Collected data:
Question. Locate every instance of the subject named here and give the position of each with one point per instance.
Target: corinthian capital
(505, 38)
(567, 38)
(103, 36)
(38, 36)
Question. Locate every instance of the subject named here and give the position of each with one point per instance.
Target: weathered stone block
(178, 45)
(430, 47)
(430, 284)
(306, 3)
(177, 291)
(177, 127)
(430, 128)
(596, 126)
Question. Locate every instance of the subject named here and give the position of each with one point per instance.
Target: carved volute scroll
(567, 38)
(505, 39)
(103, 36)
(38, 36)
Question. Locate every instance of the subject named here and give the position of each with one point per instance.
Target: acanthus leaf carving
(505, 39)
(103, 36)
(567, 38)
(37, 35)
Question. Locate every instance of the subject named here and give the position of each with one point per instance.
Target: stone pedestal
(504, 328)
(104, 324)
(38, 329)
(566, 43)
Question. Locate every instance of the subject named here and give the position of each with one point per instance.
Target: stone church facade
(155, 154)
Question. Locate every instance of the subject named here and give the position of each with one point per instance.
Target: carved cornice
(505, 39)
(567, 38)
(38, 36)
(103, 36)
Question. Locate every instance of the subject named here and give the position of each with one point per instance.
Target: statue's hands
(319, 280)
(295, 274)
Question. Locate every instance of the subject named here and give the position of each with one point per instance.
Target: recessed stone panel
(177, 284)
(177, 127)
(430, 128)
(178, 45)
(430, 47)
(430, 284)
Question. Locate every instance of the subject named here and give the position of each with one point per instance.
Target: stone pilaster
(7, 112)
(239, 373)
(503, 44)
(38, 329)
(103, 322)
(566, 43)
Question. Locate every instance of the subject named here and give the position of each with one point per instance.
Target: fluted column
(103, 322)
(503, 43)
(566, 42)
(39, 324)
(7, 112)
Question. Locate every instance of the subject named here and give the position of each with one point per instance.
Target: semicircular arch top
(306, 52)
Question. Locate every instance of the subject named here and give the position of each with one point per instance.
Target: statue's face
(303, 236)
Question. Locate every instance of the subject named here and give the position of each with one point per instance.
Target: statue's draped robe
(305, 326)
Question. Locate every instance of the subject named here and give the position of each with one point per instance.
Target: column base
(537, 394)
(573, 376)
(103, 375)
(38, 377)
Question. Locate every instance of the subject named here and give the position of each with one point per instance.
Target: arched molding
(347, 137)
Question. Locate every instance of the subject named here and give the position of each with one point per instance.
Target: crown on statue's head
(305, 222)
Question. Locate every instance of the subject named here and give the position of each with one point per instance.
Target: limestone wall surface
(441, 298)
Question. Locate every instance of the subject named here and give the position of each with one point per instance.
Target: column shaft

**Your task:** Repeat the data exactly. Omit nothing.

**Completed task:**
Question. Locate every instance of the subject named here and give the position of each with one point per instance.
Target: corinthian capital
(505, 38)
(567, 38)
(103, 36)
(38, 36)
Question. Locate every instance of the subject named here and give the position of each with one point per instance.
Target: weathered stone block
(178, 45)
(430, 47)
(430, 284)
(306, 3)
(177, 291)
(177, 127)
(430, 128)
(596, 126)
Question. Locate every instance of the subject named here and give the position of each with one point per instance.
Target: carved volute scroll
(567, 38)
(505, 39)
(103, 36)
(38, 36)
Question. Locate every instance of the subject named here and give the position of each with one point per instance.
Target: acanthus leaf carving
(505, 39)
(103, 36)
(567, 38)
(37, 35)
Question. Locate every instance of the subject named here and give the position of each with one point per instance.
Target: stone pedestal
(504, 328)
(104, 324)
(38, 329)
(566, 43)
Question. Locate every instance of the subject named here and give the position of each with one point per instance.
Target: stone church facade
(155, 154)
Question. Locate every instance of the subject named here and give the position of each with one point per instance.
Target: carved cornice
(505, 39)
(567, 38)
(38, 36)
(103, 36)
Question. Locate every instance of the subject named here and give the position of each with one point per instance.
Target: statue's hands
(319, 280)
(295, 274)
Question. Locate every instance of the subject named here and give the position of each with one point per instance.
Target: recessed stone panel
(177, 284)
(177, 127)
(430, 128)
(178, 45)
(430, 47)
(430, 284)
Question. Locate every instance of the subject named here and give the position of each with one point per instance.
Target: stone pilaster
(7, 112)
(239, 373)
(503, 44)
(38, 329)
(103, 322)
(566, 43)
Question. Locate every instance of the subject named here and give the position of each with one point per instance.
Target: fluted column
(103, 322)
(503, 43)
(566, 42)
(39, 324)
(7, 112)
Question. Locate every instance of the subject named here and give the position of each with one point per instance.
Target: semicircular arch top
(306, 52)
Question. Locate every instance of the subject named here and give the position of each with one point per instance.
Target: statue's face
(303, 236)
Question. Locate every instance of the subject named here and give the position of each with one point per instance.
Target: statue's draped robe
(305, 326)
Question. Locate every instance of the subject named here and give the position of each with one point per instance.
Target: column base
(537, 394)
(573, 376)
(103, 375)
(38, 377)
Question. Locate every instance of the subject named here and give the position of each with one point per instance.
Target: arched molding
(347, 137)
Question. Locate every instance of the subject named here and give the position of each with one point per instance.
Target: crown on statue's head
(305, 222)
Question. Locate every instance of the subject named here and give the position of each with one point per instance.
Target: limestone wall surface
(441, 298)
Question. Locate every instance of the subject named here and give the position of each with one point per instance.
Target: column shaft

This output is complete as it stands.